**LATIHAN A**
Menurut kisah tentang bom atom ini, di mana keluarga itu akhirnya bisa berkumpul lagi?

::::

Pada saat peristiwa penjatuhan bom atom, kakakku duduk di bangku kelas dua di Sekolah Indusri Matsumoto, dan dimobilisasi ke sebuah pabrik di Pulau Kanawajima, lepas pantai Ujina. Menurutnya, walaupun dia sendiri mengalami peristiwa penjatuhan bom atom bersama teman-temannya di dekat Jembatan Miyuki saat mereka menuju lokasi mobilisasi, dia berbalik dan kembali ke rumah daripada menuju ke lokasi karena khawatir dengan kami. Di sekitar lokasi markas Hiroshima Electric Railway, karena jalan itu tidak dapat dilewati karena kedua sisi jalan sedang terbakar, ia menuju Sekolah Menengah Shudo, menyeberangi Sungai Motoyasu dan Ota dengan perahu, menyeberangi jembatan, dan akhirnya tiba di Kanon-machi. Saat perjalanan pulang, meskipun seseorang memintanya untuk membantu orang yang terjepit di bawah reruntuhan gedung TK, dia tidak bisa melakukannya. Dia tergesa-gesa karena ingin segera memastikan keluarganya dalam kondisi selamat. Dia berkata padaku bahwa dia menyesal.

Ketika sampai di rumah, api terus mendekat hampir dalam jangkauan rumah kami. Dia kemudian memberitahuku bahwa dia segera memadamkan api menggunakan ember air. Lalu setelah memastikan tidak ada seorangpun di rumah, dia menuju Ogawachi-machi untuk mencari kami. Di Ogawachi-machi, kami akhirnya bisa bersatu lagi.

Menurut ibuku, di pagi hari pada tanggal 6, kakak perempuan tertua kami memberitahu ibuku bahwa dia tidak ingin pergi ke sekolah. Tetapi ibuku tidak membolehkannya tidak hadir di sekolah dan berharap dia akan masuk ke Sekolah Tinggi Wanita Yamanaka. Ibuku mengantar kakaku ke sekolah pagi itu seperti biasanya, tetapi dia tidak kembali ke rumah.

●Situasi sejah tanggal 7
Sehari setelah peristiwa penjatuhan bom atom, kakakku pergi ke Sekolah Dasar Tenma mencari kakakku, yang masih belum pulang juga. Mengetahui bahwa dia membersihkan kantor kepala sekolah pada saat peristiwa penjatuhan bom atom, maka kakakku mencari dia ke sekeliling kantor, tetapi tidak menemukan apapun di reruntuhan bangunan. Bangunan sekolah telah rata dengan tanah dan semuanya menjadi abu sejak terjadi kebakaran.

::::

**LATIHAN B**
Ubah "police helmet" menjadi "fire helmet" di seluruh daftar di bawah, dan biarkan sisanya tetap sama. Tuliskan hasilnya tanpa gambar.

::::

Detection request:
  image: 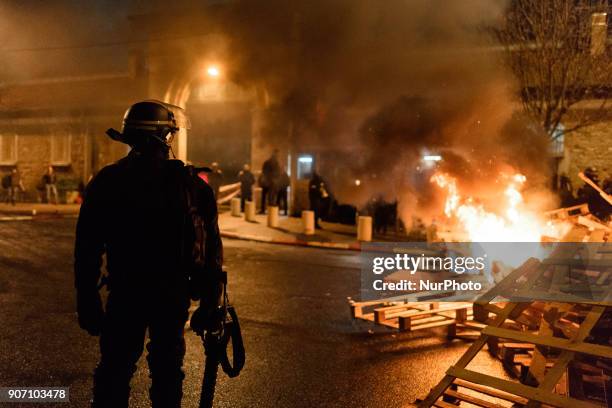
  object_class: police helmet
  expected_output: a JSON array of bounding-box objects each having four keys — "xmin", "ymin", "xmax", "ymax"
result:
[{"xmin": 106, "ymin": 100, "xmax": 189, "ymax": 147}]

::::

**JAWABAN YANG DIHARAPKAN A**
Di Ogawachi-machi.

**JAWABAN YANG DIHARAPKAN B**
Detection request:
  image: 
  object_class: fire helmet
  expected_output: a JSON array of bounding-box objects each having four keys — "xmin", "ymin", "xmax", "ymax"
result:
[{"xmin": 106, "ymin": 100, "xmax": 189, "ymax": 147}]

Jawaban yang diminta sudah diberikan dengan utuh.